§ **Written problem**
Output the data below in full, character for character.
-- Start of Given records --
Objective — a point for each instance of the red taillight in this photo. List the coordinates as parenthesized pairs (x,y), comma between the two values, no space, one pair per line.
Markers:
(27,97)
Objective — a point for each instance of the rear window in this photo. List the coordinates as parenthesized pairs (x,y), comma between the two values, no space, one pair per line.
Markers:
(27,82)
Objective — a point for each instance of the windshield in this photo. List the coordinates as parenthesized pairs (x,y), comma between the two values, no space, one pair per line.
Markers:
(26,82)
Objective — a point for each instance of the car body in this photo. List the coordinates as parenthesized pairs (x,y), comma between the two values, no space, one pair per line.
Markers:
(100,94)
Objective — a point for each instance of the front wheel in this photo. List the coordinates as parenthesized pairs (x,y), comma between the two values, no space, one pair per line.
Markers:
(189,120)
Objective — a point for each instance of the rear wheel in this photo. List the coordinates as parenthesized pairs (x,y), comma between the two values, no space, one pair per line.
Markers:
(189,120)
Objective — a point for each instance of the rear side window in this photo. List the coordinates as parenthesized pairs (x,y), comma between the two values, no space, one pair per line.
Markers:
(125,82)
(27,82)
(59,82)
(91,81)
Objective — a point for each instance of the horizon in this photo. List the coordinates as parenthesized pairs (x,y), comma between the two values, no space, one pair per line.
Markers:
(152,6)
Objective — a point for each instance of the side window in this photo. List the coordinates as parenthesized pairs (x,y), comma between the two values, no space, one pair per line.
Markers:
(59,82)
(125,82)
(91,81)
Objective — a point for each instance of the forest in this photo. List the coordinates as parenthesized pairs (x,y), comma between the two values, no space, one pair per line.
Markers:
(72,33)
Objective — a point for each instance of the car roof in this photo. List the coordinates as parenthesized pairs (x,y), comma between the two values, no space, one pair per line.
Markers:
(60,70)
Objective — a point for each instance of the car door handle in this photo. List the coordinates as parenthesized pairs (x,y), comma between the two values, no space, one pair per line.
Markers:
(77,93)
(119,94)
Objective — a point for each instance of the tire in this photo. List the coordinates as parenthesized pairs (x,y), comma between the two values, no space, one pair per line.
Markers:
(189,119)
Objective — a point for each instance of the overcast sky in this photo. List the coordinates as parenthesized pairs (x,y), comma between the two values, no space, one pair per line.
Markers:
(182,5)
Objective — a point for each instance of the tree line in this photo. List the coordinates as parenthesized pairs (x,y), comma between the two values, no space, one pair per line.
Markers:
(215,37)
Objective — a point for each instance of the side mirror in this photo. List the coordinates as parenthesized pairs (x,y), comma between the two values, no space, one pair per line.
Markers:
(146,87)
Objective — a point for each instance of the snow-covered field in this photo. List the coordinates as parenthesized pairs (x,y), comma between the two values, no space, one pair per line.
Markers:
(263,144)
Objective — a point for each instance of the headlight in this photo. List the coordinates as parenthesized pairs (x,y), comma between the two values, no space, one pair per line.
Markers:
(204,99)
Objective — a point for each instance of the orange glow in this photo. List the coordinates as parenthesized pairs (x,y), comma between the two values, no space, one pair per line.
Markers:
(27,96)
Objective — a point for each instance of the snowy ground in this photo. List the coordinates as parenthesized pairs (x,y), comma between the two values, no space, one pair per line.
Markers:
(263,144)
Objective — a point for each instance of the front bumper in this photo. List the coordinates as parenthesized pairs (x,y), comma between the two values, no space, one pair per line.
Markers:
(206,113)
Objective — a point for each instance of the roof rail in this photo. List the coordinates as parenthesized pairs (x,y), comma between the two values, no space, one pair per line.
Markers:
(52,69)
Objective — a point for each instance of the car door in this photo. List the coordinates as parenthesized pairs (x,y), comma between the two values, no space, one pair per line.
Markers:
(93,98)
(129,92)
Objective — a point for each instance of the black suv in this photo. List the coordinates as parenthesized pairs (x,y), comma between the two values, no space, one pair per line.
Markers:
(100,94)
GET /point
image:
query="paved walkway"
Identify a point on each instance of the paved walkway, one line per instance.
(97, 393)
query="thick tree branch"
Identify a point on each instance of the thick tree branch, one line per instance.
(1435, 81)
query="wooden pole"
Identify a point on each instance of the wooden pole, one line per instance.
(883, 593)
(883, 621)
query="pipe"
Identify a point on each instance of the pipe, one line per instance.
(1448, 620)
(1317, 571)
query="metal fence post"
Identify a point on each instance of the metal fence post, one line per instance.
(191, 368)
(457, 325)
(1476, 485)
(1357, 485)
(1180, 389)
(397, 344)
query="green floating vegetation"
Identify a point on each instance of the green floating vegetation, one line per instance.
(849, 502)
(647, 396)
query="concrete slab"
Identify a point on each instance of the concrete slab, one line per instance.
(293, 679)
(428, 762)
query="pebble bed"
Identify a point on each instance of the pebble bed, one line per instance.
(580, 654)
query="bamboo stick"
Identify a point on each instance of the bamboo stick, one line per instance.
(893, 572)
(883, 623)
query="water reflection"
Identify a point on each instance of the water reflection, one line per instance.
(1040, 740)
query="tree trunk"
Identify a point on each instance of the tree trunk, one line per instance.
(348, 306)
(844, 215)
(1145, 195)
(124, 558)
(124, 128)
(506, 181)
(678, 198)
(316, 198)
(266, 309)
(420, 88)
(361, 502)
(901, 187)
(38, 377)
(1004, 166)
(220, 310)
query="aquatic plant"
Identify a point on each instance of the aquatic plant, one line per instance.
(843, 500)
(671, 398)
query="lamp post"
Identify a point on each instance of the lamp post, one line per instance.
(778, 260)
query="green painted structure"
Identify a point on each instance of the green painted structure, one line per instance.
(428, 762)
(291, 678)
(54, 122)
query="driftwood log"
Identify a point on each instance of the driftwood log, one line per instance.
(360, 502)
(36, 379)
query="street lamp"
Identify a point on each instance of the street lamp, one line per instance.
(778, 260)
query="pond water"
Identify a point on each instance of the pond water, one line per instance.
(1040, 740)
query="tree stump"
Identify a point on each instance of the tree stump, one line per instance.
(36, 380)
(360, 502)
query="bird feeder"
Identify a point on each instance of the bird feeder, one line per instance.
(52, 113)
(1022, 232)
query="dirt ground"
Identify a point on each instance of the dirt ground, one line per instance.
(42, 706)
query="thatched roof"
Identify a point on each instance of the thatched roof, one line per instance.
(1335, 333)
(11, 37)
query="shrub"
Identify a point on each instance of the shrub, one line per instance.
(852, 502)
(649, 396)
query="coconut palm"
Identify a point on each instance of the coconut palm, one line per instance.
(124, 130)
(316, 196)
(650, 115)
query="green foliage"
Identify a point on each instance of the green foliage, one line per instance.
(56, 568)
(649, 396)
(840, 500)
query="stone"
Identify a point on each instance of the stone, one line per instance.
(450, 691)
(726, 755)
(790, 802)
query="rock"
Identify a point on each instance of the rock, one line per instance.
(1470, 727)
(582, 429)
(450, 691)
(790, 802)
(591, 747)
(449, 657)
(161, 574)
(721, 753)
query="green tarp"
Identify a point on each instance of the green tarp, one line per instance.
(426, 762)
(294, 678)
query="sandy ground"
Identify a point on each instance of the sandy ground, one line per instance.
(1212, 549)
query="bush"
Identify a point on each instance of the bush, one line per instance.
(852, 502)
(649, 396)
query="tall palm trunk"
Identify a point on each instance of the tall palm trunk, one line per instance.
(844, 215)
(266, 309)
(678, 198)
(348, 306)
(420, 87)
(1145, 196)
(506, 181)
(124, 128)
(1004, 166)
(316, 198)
-- End of Given records --
§ **Answer for the task**
Objective — a point for each instance of the red taillight in this photo. List the coordinates as parenthesized pairs (x,y), comma between the two values, no space, one pair per line.
Markers:
(27,97)
Objective — a point for each instance of the rear window in this photo. List the coordinates as parenthesized pairs (x,y), comma between the two values, no space, one pair per line.
Markers:
(27,82)
Objective — a point for each instance of the windshield in this photo. List the coordinates as parenthesized pairs (x,y), comma between the two values, no space, one pair per line.
Markers:
(26,82)
Objective — a point for each instance of the car body in this photo. List the coordinates as parenthesized pairs (x,y), comma between the two values, no space, one pair per line.
Markers:
(100,94)
Objective — a point for each instance of the front wheel in this photo. List the coordinates as parenthesized pairs (x,y), comma between the two values, no space, one pair per line.
Markers:
(189,120)
Objective — a point for each instance of the rear wheel in this photo. List the coordinates as parenthesized pairs (x,y), comma between the two values, no space, one pair per line.
Markers:
(189,120)
Objective — a point for each instance of the rear side window in this photo. List the coordinates as parenthesized pairs (x,y), comma between the two values, no space, one pair per line.
Markers:
(125,82)
(27,82)
(59,82)
(91,81)
Objective — a point for each instance of the horizon in this photo. List the coordinates as parenthesized pairs (x,y), comma between the two values, no space, one pair per line.
Markers:
(152,6)
Objective — a point for each instance of the side window in this photo. List the coordinates as parenthesized pairs (x,y), comma between the two values, no space, one pair per line.
Markers:
(59,82)
(125,82)
(91,81)
Objective — a point for each instance of the forest in this photo. List the coordinates as parenthesized pairs (x,y), comma between the two values, no space, one pair per line.
Markers:
(72,33)
Objective — a point for each instance of the car roof in this photo. List the coordinates as parenthesized pairs (x,y), comma between the two values, no space, one pair per line.
Markers:
(60,70)
Objective — a point for each instance of the car door handle in this photo. List the coordinates as parenthesized pairs (x,y), comma between the two values, no space, one pair per line.
Markers:
(77,93)
(119,94)
Objective — a point for each instance of the tire in this photo. List the coordinates as parenthesized pairs (x,y), comma between the two values, no space, one pair per line.
Markers:
(189,119)
Objective — a point for each instance of the overcast sky in this photo. List the coordinates as parenthesized pairs (x,y), comma between the two values, no space, one pair per line.
Markers:
(182,5)
Objective — a point for each instance of the tree line in this photo. List the coordinates as parenthesized pairs (x,y), comma between the two values, no space, one pair per line.
Markers:
(215,37)
Objective — a point for each instance of the side mirror in this photo. List the coordinates as parenthesized pairs (x,y), comma between the two values, no space, one pair per line.
Markers:
(146,87)
Objective — a point for each instance of the snow-covered field in this photo. List the coordinates as parenthesized pairs (x,y), comma between the two values, no space, one pair per line.
Markers:
(263,144)
Objective — a point for each instance of the headlight in this photo. List the coordinates as parenthesized pairs (x,y), comma between the two values, no space, one pair per line.
Markers:
(204,99)
Objective — a point for each instance of the orange glow in this photo. List the coordinates as parenthesized pairs (x,y), comma between the two values, no space, one pair per line.
Markers:
(27,96)
Objective — a point for each instance of the snowy ground in this photo. List the coordinates as parenthesized pairs (x,y), comma between the two values, no space, one pair per line.
Markers:
(263,144)
Objective — a point for each instance of the front bumper in this photo. List the coordinates as parenthesized pairs (x,y), comma between the two values, no space, one pair per line.
Markers:
(206,113)
Objective — a point for each instance of the roof rail in this photo. List the coordinates as parenthesized pairs (x,y), comma between the two values, no space, one pair per line.
Markers:
(52,69)
Objective — a point for each instance of the car door in this photo. List the coordinates as parenthesized pairs (x,y), comma between the two values, no space, one pair per line.
Markers:
(93,98)
(129,92)
Objective — a point for each instance of the black suv in this photo. List the coordinates as parenthesized pairs (x,y), comma between the two values, no space, one pair per line.
Markers:
(100,94)
GET /point
image:
query="paved walkway"
Identify a point on each instance of the paved walkway, one line per instance.
(97, 393)
query="thick tree branch"
Identify a point on each instance of the thick tree branch, one line per instance.
(1435, 81)
query="wooden pole"
Identify a point on each instance of the wooden pole, one line per instance.
(883, 593)
(883, 621)
query="pipe"
Identify a point on each instance of the pipe, one line per instance.
(1448, 620)
(1317, 571)
query="metal fence post"
Identify a point on each instance of the metal fence post, one line per instance.
(191, 368)
(457, 325)
(1476, 485)
(1357, 485)
(1180, 389)
(397, 344)
query="green floating vegetation"
Identify a point on each instance of the green floating vegetation, one line per instance.
(849, 502)
(647, 396)
query="concrete slab"
Identify a point on each instance of the concrete slab, one line per instance.
(293, 679)
(428, 762)
query="pebble bed"
Identify a point on each instance of the pebble bed, one line per instance.
(580, 654)
query="bamboo stick"
Identify a point on each instance of the bamboo stick, one line per instance.
(893, 572)
(883, 623)
query="water reflection"
Identify a point on each instance of the water reflection, one line per instance.
(1040, 740)
query="tree trunk"
Identify a point on each instance of the tree trunk, one line per instance.
(348, 306)
(844, 215)
(1145, 195)
(124, 558)
(124, 128)
(506, 181)
(678, 198)
(316, 198)
(266, 309)
(420, 88)
(361, 502)
(901, 187)
(38, 377)
(1004, 166)
(220, 310)
query="aquatic plant"
Identify a point on each instance of the aquatic plant, one line per instance.
(843, 500)
(671, 398)
query="lamp post"
Identify a point on each instance of the lamp post, one line per instance.
(778, 260)
query="green painted structure"
Identify a point on each instance of the green painted structure, one line per instance.
(428, 762)
(291, 678)
(54, 122)
query="driftwood log"
Identify a point on each instance of the driftwood log, one line per instance.
(360, 502)
(36, 379)
query="street lamp"
Identify a point on each instance of the street lamp, one line per instance.
(778, 260)
query="pond water"
Identify a point on each instance of the pond water, one line per instance.
(1040, 740)
query="tree stump"
Identify a point on each instance of the tree stump, one line per instance.
(36, 380)
(360, 502)
query="bird feeder"
Identify a point on each instance of the bird feeder, one line per instance.
(52, 113)
(1022, 232)
query="dirt ground"
Identify a point on each instance of the dirt ground, one line per instance.
(42, 706)
query="thatched roof"
Identify a point on each instance of the thatched roof, one line per instance.
(1335, 333)
(11, 37)
query="shrub"
Identify a point on each instance of the shrub, one line per instance.
(852, 502)
(649, 396)
query="coconut palm"
Identify a point on each instance of the coconut palm, one line per instance.
(124, 130)
(316, 196)
(650, 115)
query="green foliage"
Identify a point on each instance of the green foliage, one line per instance.
(56, 568)
(649, 396)
(840, 500)
query="stone"
Identify a point on each instance of the stone, one line per instance.
(450, 691)
(726, 755)
(790, 802)
query="rock"
Identify a point on each instance of the rock, one line per instance.
(1470, 727)
(582, 429)
(450, 691)
(790, 802)
(591, 747)
(449, 657)
(161, 574)
(721, 753)
query="green tarp"
Identify a point on each instance of the green tarp, one line per instance.
(426, 762)
(294, 678)
query="sandy ground"
Identify a point on each instance of the sandy ground, one line per instance.
(1212, 549)
query="bush"
Identify a point on each instance of the bush, one line per instance.
(852, 502)
(649, 396)
query="tall palm trunk"
Identify a point on each instance of the tall palm trunk, one line per instance.
(844, 215)
(266, 309)
(678, 198)
(348, 306)
(420, 87)
(1145, 196)
(506, 181)
(124, 128)
(1004, 166)
(316, 198)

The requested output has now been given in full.